> _Task requirements_
Lines from the one containing "of the rider" through the last line of the records below are to be repeated exactly.

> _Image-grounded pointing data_
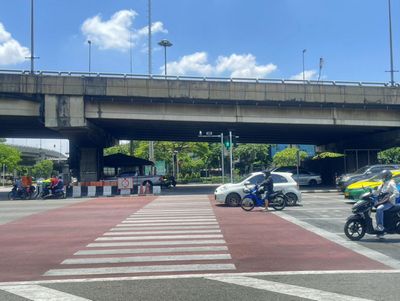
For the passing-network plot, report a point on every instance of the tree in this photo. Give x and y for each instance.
(42, 169)
(252, 156)
(391, 155)
(325, 155)
(288, 157)
(9, 156)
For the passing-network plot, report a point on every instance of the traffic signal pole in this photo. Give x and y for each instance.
(222, 158)
(231, 155)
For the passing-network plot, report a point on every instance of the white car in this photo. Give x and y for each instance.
(232, 194)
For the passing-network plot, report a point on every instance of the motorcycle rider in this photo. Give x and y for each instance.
(387, 187)
(267, 186)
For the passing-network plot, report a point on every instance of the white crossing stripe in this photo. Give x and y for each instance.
(167, 224)
(157, 243)
(151, 250)
(40, 293)
(141, 269)
(157, 237)
(286, 289)
(134, 221)
(147, 258)
(160, 232)
(202, 217)
(129, 228)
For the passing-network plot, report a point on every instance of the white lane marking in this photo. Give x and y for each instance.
(151, 250)
(323, 217)
(141, 269)
(174, 211)
(134, 221)
(194, 276)
(168, 224)
(171, 218)
(353, 246)
(146, 258)
(157, 243)
(160, 232)
(286, 289)
(157, 237)
(163, 228)
(40, 293)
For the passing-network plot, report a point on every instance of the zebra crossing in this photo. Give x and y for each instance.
(169, 235)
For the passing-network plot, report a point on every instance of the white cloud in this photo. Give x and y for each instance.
(117, 32)
(308, 75)
(235, 65)
(11, 52)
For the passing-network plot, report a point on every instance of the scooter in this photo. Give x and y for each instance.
(277, 200)
(23, 193)
(360, 222)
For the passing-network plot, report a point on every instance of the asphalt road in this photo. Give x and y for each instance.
(300, 253)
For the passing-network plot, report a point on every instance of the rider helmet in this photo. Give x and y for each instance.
(386, 175)
(266, 173)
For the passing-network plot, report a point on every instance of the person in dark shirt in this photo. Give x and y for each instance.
(267, 186)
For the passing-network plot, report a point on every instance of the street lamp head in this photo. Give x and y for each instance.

> _Answer to this problem_
For the passing-network plot, report a point on every instance of the rider helmet in this photo. Give x and y for each instance.
(386, 175)
(266, 173)
For the passing-network plot, report a point on every instance of the person in dark shirt in this photo. Give x and y for each instance.
(267, 186)
For the passing-network plot, report a point on every instance of the street lamp head in this photo. Give x and y for each instance.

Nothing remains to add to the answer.